#### [OBJECTIVE]
Convert every line of the material below into a Markdown table with the columns "Row" and "Line": number each row in the first column and place the line in the second. Skip blank lines, and leave the pictures out of the table.

Dataset records
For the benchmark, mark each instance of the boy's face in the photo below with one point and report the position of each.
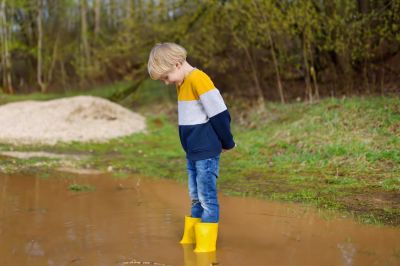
(175, 76)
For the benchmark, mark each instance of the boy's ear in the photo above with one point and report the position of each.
(178, 65)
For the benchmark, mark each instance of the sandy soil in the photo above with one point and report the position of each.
(81, 118)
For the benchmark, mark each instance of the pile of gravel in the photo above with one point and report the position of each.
(82, 118)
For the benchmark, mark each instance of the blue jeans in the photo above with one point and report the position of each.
(203, 176)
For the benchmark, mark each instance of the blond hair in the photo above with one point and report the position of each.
(163, 57)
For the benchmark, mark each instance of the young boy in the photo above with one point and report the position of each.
(204, 131)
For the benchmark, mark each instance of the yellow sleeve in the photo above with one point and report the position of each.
(202, 83)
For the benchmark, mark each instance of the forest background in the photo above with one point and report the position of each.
(259, 49)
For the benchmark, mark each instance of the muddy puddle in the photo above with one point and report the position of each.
(137, 221)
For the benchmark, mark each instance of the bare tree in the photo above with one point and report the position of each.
(84, 35)
(5, 53)
(40, 81)
(97, 17)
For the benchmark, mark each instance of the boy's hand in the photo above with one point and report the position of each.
(225, 150)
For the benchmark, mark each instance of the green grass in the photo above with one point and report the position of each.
(339, 154)
(105, 91)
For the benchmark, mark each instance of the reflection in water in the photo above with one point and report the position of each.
(43, 223)
(191, 258)
(33, 248)
(348, 250)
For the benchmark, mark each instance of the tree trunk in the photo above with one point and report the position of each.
(254, 74)
(313, 74)
(272, 50)
(6, 61)
(128, 9)
(276, 66)
(53, 59)
(97, 17)
(307, 71)
(84, 35)
(42, 85)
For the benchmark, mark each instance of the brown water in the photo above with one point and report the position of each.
(137, 220)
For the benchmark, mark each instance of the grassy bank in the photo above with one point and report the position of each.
(341, 154)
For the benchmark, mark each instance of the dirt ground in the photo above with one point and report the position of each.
(81, 118)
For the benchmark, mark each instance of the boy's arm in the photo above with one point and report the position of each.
(219, 116)
(216, 110)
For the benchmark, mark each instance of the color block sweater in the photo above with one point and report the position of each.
(204, 120)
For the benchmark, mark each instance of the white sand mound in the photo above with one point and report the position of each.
(82, 118)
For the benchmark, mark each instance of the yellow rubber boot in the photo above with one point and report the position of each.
(206, 237)
(188, 231)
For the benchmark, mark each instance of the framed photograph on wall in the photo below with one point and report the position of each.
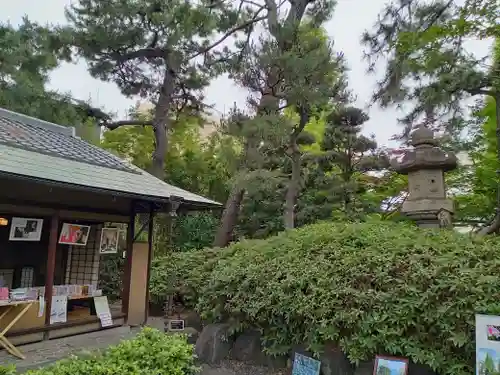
(386, 365)
(25, 229)
(74, 234)
(109, 241)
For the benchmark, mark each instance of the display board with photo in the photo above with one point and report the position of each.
(25, 229)
(74, 234)
(385, 365)
(487, 344)
(109, 241)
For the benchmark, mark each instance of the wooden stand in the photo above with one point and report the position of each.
(20, 308)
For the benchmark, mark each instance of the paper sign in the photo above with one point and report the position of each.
(487, 344)
(4, 294)
(41, 306)
(176, 325)
(59, 309)
(303, 365)
(106, 319)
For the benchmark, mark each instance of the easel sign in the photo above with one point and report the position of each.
(303, 365)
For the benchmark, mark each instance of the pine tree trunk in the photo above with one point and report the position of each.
(292, 190)
(229, 217)
(161, 125)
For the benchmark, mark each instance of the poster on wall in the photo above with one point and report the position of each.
(25, 229)
(487, 344)
(303, 365)
(385, 365)
(74, 234)
(109, 241)
(102, 311)
(59, 309)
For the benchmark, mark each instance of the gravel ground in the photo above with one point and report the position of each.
(238, 368)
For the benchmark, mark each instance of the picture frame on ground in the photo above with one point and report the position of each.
(487, 344)
(110, 238)
(388, 365)
(25, 229)
(74, 234)
(304, 365)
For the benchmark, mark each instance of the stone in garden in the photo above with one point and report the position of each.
(247, 348)
(214, 343)
(193, 319)
(425, 165)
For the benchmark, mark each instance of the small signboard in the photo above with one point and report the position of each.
(303, 365)
(176, 325)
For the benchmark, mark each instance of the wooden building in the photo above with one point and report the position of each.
(64, 205)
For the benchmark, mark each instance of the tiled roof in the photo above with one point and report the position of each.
(32, 137)
(34, 148)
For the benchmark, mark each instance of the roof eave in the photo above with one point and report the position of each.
(146, 198)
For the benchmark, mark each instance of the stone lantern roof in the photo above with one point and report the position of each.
(425, 154)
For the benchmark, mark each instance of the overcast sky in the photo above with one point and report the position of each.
(351, 18)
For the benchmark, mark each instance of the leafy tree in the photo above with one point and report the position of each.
(267, 83)
(165, 53)
(350, 154)
(429, 66)
(478, 184)
(28, 53)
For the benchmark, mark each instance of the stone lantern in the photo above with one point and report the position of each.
(425, 165)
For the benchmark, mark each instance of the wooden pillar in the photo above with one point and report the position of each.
(150, 257)
(51, 264)
(128, 262)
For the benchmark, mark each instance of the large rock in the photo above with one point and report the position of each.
(247, 348)
(335, 362)
(214, 343)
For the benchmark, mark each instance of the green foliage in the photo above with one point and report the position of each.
(28, 54)
(150, 353)
(429, 67)
(8, 370)
(374, 287)
(194, 231)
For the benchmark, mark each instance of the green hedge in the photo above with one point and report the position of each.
(371, 287)
(151, 352)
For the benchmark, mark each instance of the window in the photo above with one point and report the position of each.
(27, 277)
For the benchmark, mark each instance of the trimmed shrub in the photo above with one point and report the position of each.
(373, 288)
(151, 352)
(8, 370)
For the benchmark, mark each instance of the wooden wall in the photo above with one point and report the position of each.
(18, 254)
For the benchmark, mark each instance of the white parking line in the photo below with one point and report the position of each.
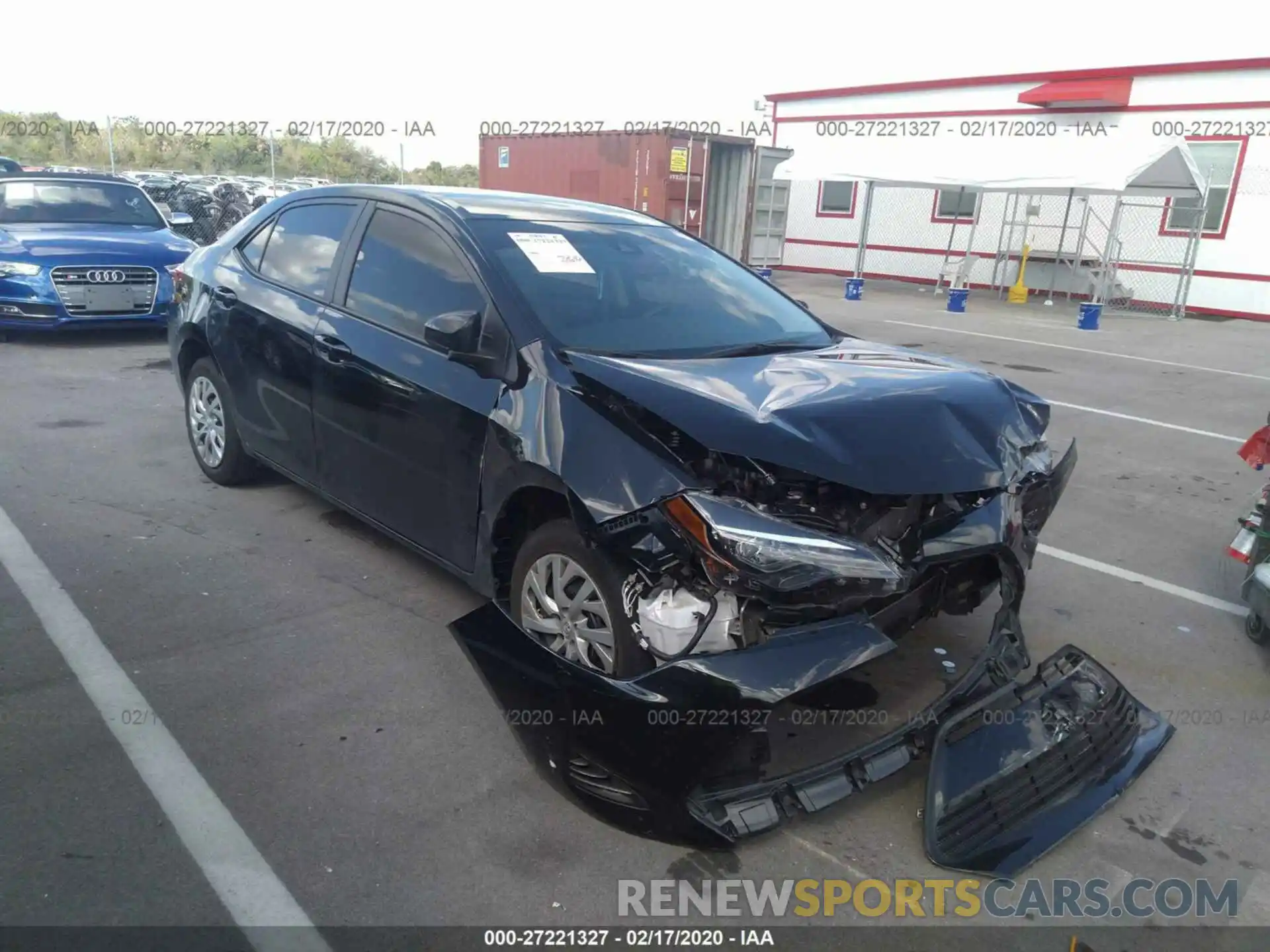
(1082, 349)
(234, 867)
(1124, 574)
(1143, 419)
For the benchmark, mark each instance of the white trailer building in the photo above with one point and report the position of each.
(1166, 254)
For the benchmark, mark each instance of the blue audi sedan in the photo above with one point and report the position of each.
(84, 251)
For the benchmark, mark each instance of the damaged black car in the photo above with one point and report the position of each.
(709, 524)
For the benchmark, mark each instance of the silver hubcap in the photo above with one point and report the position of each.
(207, 422)
(562, 606)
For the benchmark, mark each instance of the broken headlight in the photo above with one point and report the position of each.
(742, 543)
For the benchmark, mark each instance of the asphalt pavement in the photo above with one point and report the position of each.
(302, 666)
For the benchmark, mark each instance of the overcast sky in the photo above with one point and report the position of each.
(456, 65)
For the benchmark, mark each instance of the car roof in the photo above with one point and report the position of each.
(469, 204)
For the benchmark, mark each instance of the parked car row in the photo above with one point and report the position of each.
(215, 202)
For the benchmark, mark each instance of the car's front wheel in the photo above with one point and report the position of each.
(211, 428)
(568, 596)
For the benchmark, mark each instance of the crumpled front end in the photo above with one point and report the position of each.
(822, 691)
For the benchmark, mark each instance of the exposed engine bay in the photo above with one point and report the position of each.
(691, 600)
(777, 608)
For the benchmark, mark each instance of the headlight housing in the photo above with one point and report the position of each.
(742, 543)
(18, 270)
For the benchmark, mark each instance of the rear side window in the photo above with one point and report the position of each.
(304, 244)
(253, 249)
(405, 274)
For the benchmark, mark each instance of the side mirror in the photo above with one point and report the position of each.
(456, 333)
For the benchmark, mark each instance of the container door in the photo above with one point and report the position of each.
(771, 208)
(727, 207)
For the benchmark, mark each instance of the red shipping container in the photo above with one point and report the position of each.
(666, 173)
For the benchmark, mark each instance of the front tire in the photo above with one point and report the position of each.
(568, 596)
(211, 427)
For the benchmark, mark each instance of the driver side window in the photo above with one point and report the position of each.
(405, 273)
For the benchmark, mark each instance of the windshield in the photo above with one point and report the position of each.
(638, 290)
(75, 202)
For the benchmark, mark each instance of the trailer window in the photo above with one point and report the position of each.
(837, 198)
(1216, 163)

#### [FINISHED TASK]
| Row | Line |
|---|---|
| 1 | For the benchmark, mark each instance of the boy's face in the photo below with one point and report the position of each. |
| 2 | (175, 76) |
| 3 | For the benchmark, mark each instance of the boy's ear in the photo above with one point and report the position of each. |
| 4 | (178, 65) |
| 5 | For the benchmark, mark each instance of the sandy soil in the photo above with one point and report the position of each. |
| 6 | (81, 118) |
| 7 | For the benchmark, mark each instance of the pile of gravel in the photo above with one point and report the position of each. |
| 8 | (82, 118) |
| 9 | For the benchmark, mark each instance of the blue jeans in the photo above with one point and report the position of each. |
| 10 | (203, 176) |
| 11 | For the benchmark, mark each instance of the blond hair in the photo above with one point and report the position of each. |
| 12 | (163, 57) |
| 13 | For the benchmark, mark each instance of the young boy in the photo above with one point and report the position of each. |
| 14 | (204, 131) |
| 15 | For the benchmark, mark each instance of the yellow sleeve in the photo above with one point and report the position of each. |
| 16 | (202, 83) |
| 17 | For the benchmark, mark each instance of the forest background in the photo above with one point and report the position of each. |
| 18 | (259, 49) |
| 19 | For the benchmark, mark each instance of the muddy puddle in the photo above with one point and report the position of each. |
| 20 | (137, 221) |
| 21 | For the benchmark, mark each instance of the bare tree in the photo above with one point and report the position of each. |
| 22 | (84, 35) |
| 23 | (5, 53) |
| 24 | (40, 81) |
| 25 | (97, 17) |
| 26 | For the benchmark, mark each instance of the boy's hand in the photo above with one point and report the position of each. |
| 27 | (225, 150) |
| 28 | For the benchmark, mark each instance of the green grass in the photo above with one point and report the position of each. |
| 29 | (339, 154) |
| 30 | (105, 91) |
| 31 | For the benchmark, mark each instance of the reflection in water in the photo above with one point and report the position of each. |
| 32 | (43, 223) |
| 33 | (191, 258) |
| 34 | (33, 248) |
| 35 | (348, 250) |
| 36 | For the benchmark, mark each instance of the tree trunk in the photo above with one point and report the position of each. |
| 37 | (254, 74) |
| 38 | (313, 74) |
| 39 | (272, 50) |
| 40 | (6, 61) |
| 41 | (128, 9) |
| 42 | (276, 66) |
| 43 | (53, 59) |
| 44 | (97, 17) |
| 45 | (307, 71) |
| 46 | (84, 35) |
| 47 | (42, 85) |
| 48 | For the benchmark, mark each instance of the brown water in the photo above with one point and report the position of each. |
| 49 | (137, 220) |
| 50 | For the benchmark, mark each instance of the grassy bank in the photo above with one point and report the position of each. |
| 51 | (341, 154) |
| 52 | For the benchmark, mark each instance of the dirt ground in the photo above with one point and report the position of each. |
| 53 | (81, 118) |
| 54 | For the benchmark, mark each instance of the boy's arm in the photo above with one point and report the position of each. |
| 55 | (219, 116) |
| 56 | (216, 110) |
| 57 | For the benchmark, mark each instance of the color block sweater in the photo above with one point and report the position of each. |
| 58 | (204, 120) |
| 59 | For the benchmark, mark each instance of the white sand mound in the photo above with one point and report the position of each. |
| 60 | (82, 118) |
| 61 | For the benchmark, mark each instance of the yellow rubber boot in the photo above with one point and report the position of each. |
| 62 | (206, 237) |
| 63 | (188, 231) |
| 64 | For the benchmark, mark each instance of the framed photograph on wall in the photo below with one point and report the position of each. |
| 65 | (386, 365) |
| 66 | (25, 229) |
| 67 | (74, 234) |
| 68 | (109, 241) |
| 69 | For the benchmark, mark each instance of the display board with photo in the photo above with one point and report the position of each. |
| 70 | (25, 229) |
| 71 | (74, 234) |
| 72 | (385, 365) |
| 73 | (487, 344) |
| 74 | (109, 241) |
| 75 | For the benchmark, mark each instance of the wooden stand in the photo above with one point and report the position of each. |
| 76 | (20, 308) |
| 77 | For the benchmark, mark each instance of the paper sign in the photo above with one point and report the position of each. |
| 78 | (487, 344) |
| 79 | (4, 294) |
| 80 | (41, 306) |
| 81 | (176, 325) |
| 82 | (59, 309) |
| 83 | (303, 365) |
| 84 | (106, 319) |
| 85 | For the benchmark, mark each instance of the easel sign in the photo above with one point and report the position of each. |
| 86 | (303, 365) |
| 87 | For the benchmark, mark each instance of the pine tree trunk in the photo above with one point and report the position of each. |
| 88 | (292, 190) |
| 89 | (229, 217) |
| 90 | (161, 125) |
| 91 | For the benchmark, mark each instance of the poster on wall in the photo above with one point and report the position of each. |
| 92 | (25, 229) |
| 93 | (487, 344) |
| 94 | (303, 365) |
| 95 | (385, 365) |
| 96 | (74, 234) |
| 97 | (109, 241) |
| 98 | (102, 311) |
| 99 | (59, 309) |
| 100 | For the benchmark, mark each instance of the gravel ground in the photo above with one point and report the position of each. |
| 101 | (238, 368) |
| 102 | For the benchmark, mark each instance of the picture frame on ground in the photo above with one point and report the position of each. |
| 103 | (487, 344) |
| 104 | (110, 238) |
| 105 | (388, 365) |
| 106 | (25, 229) |
| 107 | (74, 234) |
| 108 | (304, 365) |
| 109 | For the benchmark, mark each instance of the stone in garden in the photo above with one point and report the position of each. |
| 110 | (247, 348) |
| 111 | (214, 343) |
| 112 | (193, 319) |
| 113 | (425, 165) |
| 114 | For the benchmark, mark each instance of the small signboard in the photo above with one point and report the position of each. |
| 115 | (303, 365) |
| 116 | (176, 325) |
| 117 | For the benchmark, mark each instance of the wooden building in the photo above with one point and report the position of each. |
| 118 | (64, 205) |
| 119 | For the benchmark, mark each instance of the tiled roof in the photo above with one point and report the position of each. |
| 120 | (32, 137) |
| 121 | (34, 148) |
| 122 | For the benchmark, mark each instance of the roof eave in the photo above with one point and report the position of each. |
| 123 | (146, 198) |
| 124 | For the benchmark, mark each instance of the stone lantern roof in the photo above with one point and report the position of each. |
| 125 | (425, 154) |
| 126 | For the benchmark, mark each instance of the overcast sky in the photo above with one point and report the position of each. |
| 127 | (351, 18) |
| 128 | For the benchmark, mark each instance of the leafy tree in the photo above with one point and report the position of each. |
| 129 | (267, 83) |
| 130 | (165, 53) |
| 131 | (350, 154) |
| 132 | (429, 66) |
| 133 | (478, 184) |
| 134 | (28, 53) |
| 135 | For the benchmark, mark each instance of the stone lantern in the photo above with one point and report the position of each. |
| 136 | (425, 165) |
| 137 | For the benchmark, mark each instance of the wooden pillar in the photo above with one point and report the position of each. |
| 138 | (150, 257) |
| 139 | (51, 264) |
| 140 | (128, 262) |
| 141 | For the benchmark, mark each instance of the large rock in the photo above with one point and report the position of each. |
| 142 | (247, 348) |
| 143 | (335, 362) |
| 144 | (214, 343) |
| 145 | For the benchmark, mark each instance of the green foliage in the photo above with one point and report the position of each. |
| 146 | (28, 54) |
| 147 | (150, 353) |
| 148 | (429, 67) |
| 149 | (8, 370) |
| 150 | (374, 287) |
| 151 | (194, 231) |
| 152 | For the benchmark, mark each instance of the green hedge in the photo above with one point and report the position of each. |
| 153 | (371, 287) |
| 154 | (151, 352) |
| 155 | For the benchmark, mark each instance of the window in the photo above with one point and report the position of each. |
| 156 | (27, 277) |
| 157 | For the benchmark, mark each instance of the trimmed shrub in the photo above with one point and report the position of each. |
| 158 | (373, 288) |
| 159 | (151, 352) |
| 160 | (8, 370) |
| 161 | For the benchmark, mark each instance of the wooden wall in the photo above with one point and report the position of each. |
| 162 | (18, 254) |
| 163 | For the benchmark, mark each instance of the white parking line in the photo below with one point and report the position of each. |
| 164 | (1082, 349) |
| 165 | (234, 867) |
| 166 | (1124, 574) |
| 167 | (1143, 419) |
| 168 | For the benchmark, mark each instance of the white trailer building in the photo above with one point and report the position of each. |
| 169 | (1166, 254) |
| 170 | For the benchmark, mark each instance of the blue audi sedan in the photo above with one point and report the position of each. |
| 171 | (84, 251) |
| 172 | For the benchmark, mark each instance of the damaged black car in the photo above with one point and report the position of each. |
| 173 | (709, 524) |
| 174 | For the benchmark, mark each instance of the silver hubcap in the photo above with one point and report the position of each. |
| 175 | (207, 422) |
| 176 | (562, 606) |
| 177 | For the benchmark, mark each instance of the broken headlight in the photo above with one point and report the position of each. |
| 178 | (742, 543) |
| 179 | For the benchmark, mark each instance of the asphalt pavement in the photo above with one point and report the position of each. |
| 180 | (302, 666) |
| 181 | For the benchmark, mark each instance of the overcast sky in the photo above with one point and report the position of each. |
| 182 | (456, 65) |
| 183 | For the benchmark, mark each instance of the car roof in the photo above with one point and report the position of each. |
| 184 | (469, 204) |
| 185 | For the benchmark, mark each instance of the parked car row in the photo above with one point and report the position of each. |
| 186 | (215, 202) |
| 187 | For the benchmark, mark each instance of the car's front wheel in the photo above with one point and report the position of each. |
| 188 | (211, 428) |
| 189 | (568, 596) |
| 190 | For the benchmark, mark each instance of the crumpled front end in the photo above with one point and report the position of each. |
| 191 | (822, 691) |
| 192 | For the benchmark, mark each instance of the exposed engine bay in the photo above with one point and report the position of each. |
| 193 | (691, 600) |
| 194 | (777, 608) |
| 195 | For the benchmark, mark each instance of the headlight housing in the photo above with one point and report the position of each. |
| 196 | (742, 543) |
| 197 | (18, 270) |
| 198 | For the benchmark, mark each instance of the rear side window in the photo above with one point and report the position of each. |
| 199 | (304, 244) |
| 200 | (253, 249) |
| 201 | (405, 274) |
| 202 | For the benchmark, mark each instance of the side mirror in the photo above with one point and report the position of each. |
| 203 | (456, 333) |
| 204 | For the benchmark, mark each instance of the container door in the photo above with one point and report the position of each. |
| 205 | (771, 208) |
| 206 | (727, 207) |
| 207 | For the benchmark, mark each instance of the red shipping container in the photo above with one point and report the position of each. |
| 208 | (666, 173) |
| 209 | For the benchmark, mark each instance of the front tire in the photo above with one point and report the position of each. |
| 210 | (568, 596) |
| 211 | (211, 427) |
| 212 | For the benchmark, mark each instance of the driver side window in the photo above with one point and report the position of each. |
| 213 | (405, 273) |
| 214 | For the benchmark, mark each instance of the windshield in the photo above with one point and report the position of each. |
| 215 | (638, 290) |
| 216 | (75, 202) |
| 217 | For the benchmark, mark each instance of the trailer window in the photo above with one point and report the position of each. |
| 218 | (837, 198) |
| 219 | (1216, 163) |